◆ **Supplied text**:
The team defeated the Seattle Seahawks and Arizona Cardinals in the playoffs, en route to Super Bowl 50 on February 7, 2016. The Panthers fell to the Denver Broncos by a score of 24–10. On July 17, 2017, the Panthers relieved him of his duties as general manager.

During Gettleman's tenure as general manager, the Panthers compiled a regular-season record of 40-23–1. In that four season timeframe, the Panthers made the playoffs 3 times and won 3 NFC South division titles.

====Return to the Giants (2018–2021)====
On December 28, 2017, Gettleman was named as the new general manager of the New York Giants, returning to the team after five years.

Gettleman's second tenure began by hiring a new head coach in Pat Shurmur, and with drafting running back Saquon Barkley second overall in the 2018 NFL draft, ahead of notable quarterbacks Sam Darnold (third), Josh Allen (seventh), Josh Rosen (tenth), and Lamar Jackson (32nd). In his first season, the team finished 5–11, last place in the NFC East.

The following year, Gettleman traded wide receiver Odell Beckham Jr. to the Cleveland Browns, which caused controversy among fans and the media. Gettleman also drafted Duke quarterback Daniel Jones with the sixth overall pick. With Jones at the helm starting in game three, the team finished 4–12. Shurmur was fired after the season in favor of Joe Judge.

The 2020 season was a small improvement for the team, as they finished 6–10, but missed the playoffs for the fourth consecutive year in Week 17.

In 2021, the Giants started the season 1–5, finishing the season with a 4–13 record, suffering their fifth consecutive losing season and missing the playoffs again.

Gettleman retired following the 2021 season finishing his tenure with the Giants with a record in four seasons. At no point during Gettleman's tenure did the Giants have a winning record, and they reached .500 only once, during week 4 of the 2019 season.

During Gettleman's tenure, Gettleman had been repeatedly criticized by fans and former Giants players which includes Landon Collins, Odell Beckham Jr., Scott Simonson, and Shane Smith on how the Giants have fallen during his tenure.

Gettleman received criticism for his perceived poor draft record, including passing on several quarterbacks in the 2018 draft, trading up for Deandre Baker in the 2019 draft only to be cut the next season following his May 2020 arrest, and trading down in the 2021 draft, passing up future Pro Bowlers Micah Parsons and Rashawn Slater for wide receiver Kadarius Toney, who was traded to the Kansas City Chiefs the following season.

Gettleman was also criticized for failing to fix the offensive line, and lackluster free agent signings and trades, which includes Golden Tate, who was promptly suspended, and signing Kenny Golladay to a $72-million dollar contract over four years, who struggled and was cut after his second year with the team.

==Personal life==
Gettleman is a Messianic Jew. On June 5, 2018, it was announced Gettleman would undergo treatment for lymphoma, which was described as being "in complete remission" that July. He and his wife Joanne have three children.

◆ **Task list**:
(A) Update the passage on Gettleman's career by rewriting it starting with "Gettleman retired following" and going on through "the 2019 season.", replacing "retired" with "stepped down".
(B) According to the passage on Gettleman's career, on what date was it announced that Gettleman would undergo treatment for lymphoma?
None of the tasks requires the entries.

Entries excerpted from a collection
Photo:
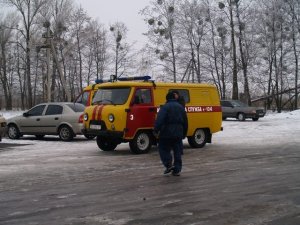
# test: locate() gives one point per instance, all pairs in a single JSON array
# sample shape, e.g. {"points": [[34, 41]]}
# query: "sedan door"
{"points": [[228, 109], [51, 119], [30, 122]]}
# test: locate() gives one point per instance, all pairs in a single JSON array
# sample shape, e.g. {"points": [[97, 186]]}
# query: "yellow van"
{"points": [[125, 111]]}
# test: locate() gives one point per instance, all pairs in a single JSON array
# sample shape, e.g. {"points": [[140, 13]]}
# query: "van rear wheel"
{"points": [[141, 143], [199, 138], [106, 144]]}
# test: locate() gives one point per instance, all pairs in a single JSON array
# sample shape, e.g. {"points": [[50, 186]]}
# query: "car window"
{"points": [[76, 107], [36, 111], [54, 110]]}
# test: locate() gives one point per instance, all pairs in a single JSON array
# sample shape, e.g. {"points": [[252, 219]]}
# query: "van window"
{"points": [[184, 93], [111, 96], [83, 98], [142, 96]]}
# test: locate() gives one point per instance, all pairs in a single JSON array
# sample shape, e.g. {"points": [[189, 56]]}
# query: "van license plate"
{"points": [[95, 127]]}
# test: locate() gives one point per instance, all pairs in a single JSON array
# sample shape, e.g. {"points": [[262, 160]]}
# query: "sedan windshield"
{"points": [[112, 96], [237, 103]]}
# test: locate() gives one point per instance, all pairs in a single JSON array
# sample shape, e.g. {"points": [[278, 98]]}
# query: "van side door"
{"points": [[142, 112]]}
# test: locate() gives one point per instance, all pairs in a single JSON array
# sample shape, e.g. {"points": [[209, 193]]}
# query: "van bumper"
{"points": [[103, 133]]}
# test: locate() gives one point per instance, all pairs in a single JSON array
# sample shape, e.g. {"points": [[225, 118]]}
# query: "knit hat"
{"points": [[170, 96]]}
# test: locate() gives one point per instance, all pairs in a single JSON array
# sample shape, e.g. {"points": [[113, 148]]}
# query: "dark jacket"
{"points": [[171, 121]]}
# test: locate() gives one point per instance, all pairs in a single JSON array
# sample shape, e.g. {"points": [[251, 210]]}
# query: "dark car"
{"points": [[239, 110]]}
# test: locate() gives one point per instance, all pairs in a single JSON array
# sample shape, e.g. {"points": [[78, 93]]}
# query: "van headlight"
{"points": [[111, 117]]}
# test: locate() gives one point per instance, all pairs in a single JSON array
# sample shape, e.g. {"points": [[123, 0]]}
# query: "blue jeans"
{"points": [[165, 147]]}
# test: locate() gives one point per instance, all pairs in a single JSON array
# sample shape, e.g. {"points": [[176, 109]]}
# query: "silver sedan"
{"points": [[54, 118]]}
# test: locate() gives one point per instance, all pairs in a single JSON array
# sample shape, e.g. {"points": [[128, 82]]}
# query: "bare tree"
{"points": [[28, 10], [6, 34]]}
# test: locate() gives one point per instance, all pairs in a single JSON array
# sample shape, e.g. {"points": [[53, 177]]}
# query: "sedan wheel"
{"points": [[65, 133], [13, 132]]}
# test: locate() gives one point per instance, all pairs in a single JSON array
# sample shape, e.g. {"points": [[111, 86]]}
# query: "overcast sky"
{"points": [[127, 11]]}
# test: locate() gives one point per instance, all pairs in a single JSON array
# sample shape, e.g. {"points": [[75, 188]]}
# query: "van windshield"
{"points": [[111, 96]]}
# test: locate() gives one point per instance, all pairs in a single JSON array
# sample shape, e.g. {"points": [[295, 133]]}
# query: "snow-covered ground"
{"points": [[273, 128]]}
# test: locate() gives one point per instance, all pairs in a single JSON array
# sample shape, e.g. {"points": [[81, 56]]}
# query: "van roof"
{"points": [[157, 84]]}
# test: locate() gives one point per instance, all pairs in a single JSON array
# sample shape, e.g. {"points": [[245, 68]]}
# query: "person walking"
{"points": [[171, 126], [181, 101]]}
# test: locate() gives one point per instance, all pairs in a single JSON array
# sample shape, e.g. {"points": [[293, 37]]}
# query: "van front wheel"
{"points": [[199, 138], [141, 143]]}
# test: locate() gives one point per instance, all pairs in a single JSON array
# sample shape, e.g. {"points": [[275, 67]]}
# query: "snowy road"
{"points": [[248, 175]]}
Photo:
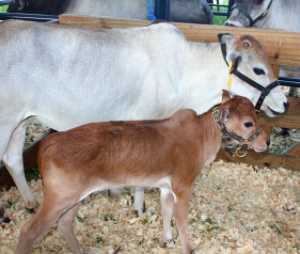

◆ **Answers to the tasks**:
(A)
Gettleman stepped down following the 2021 season finishing his tenure with the Giants with a record in four seasons. At no point during Gettleman's tenure did the Giants have a winning record, and they reached .500 only once, during week 4 of the 2019 season.

(B) June 5, 2018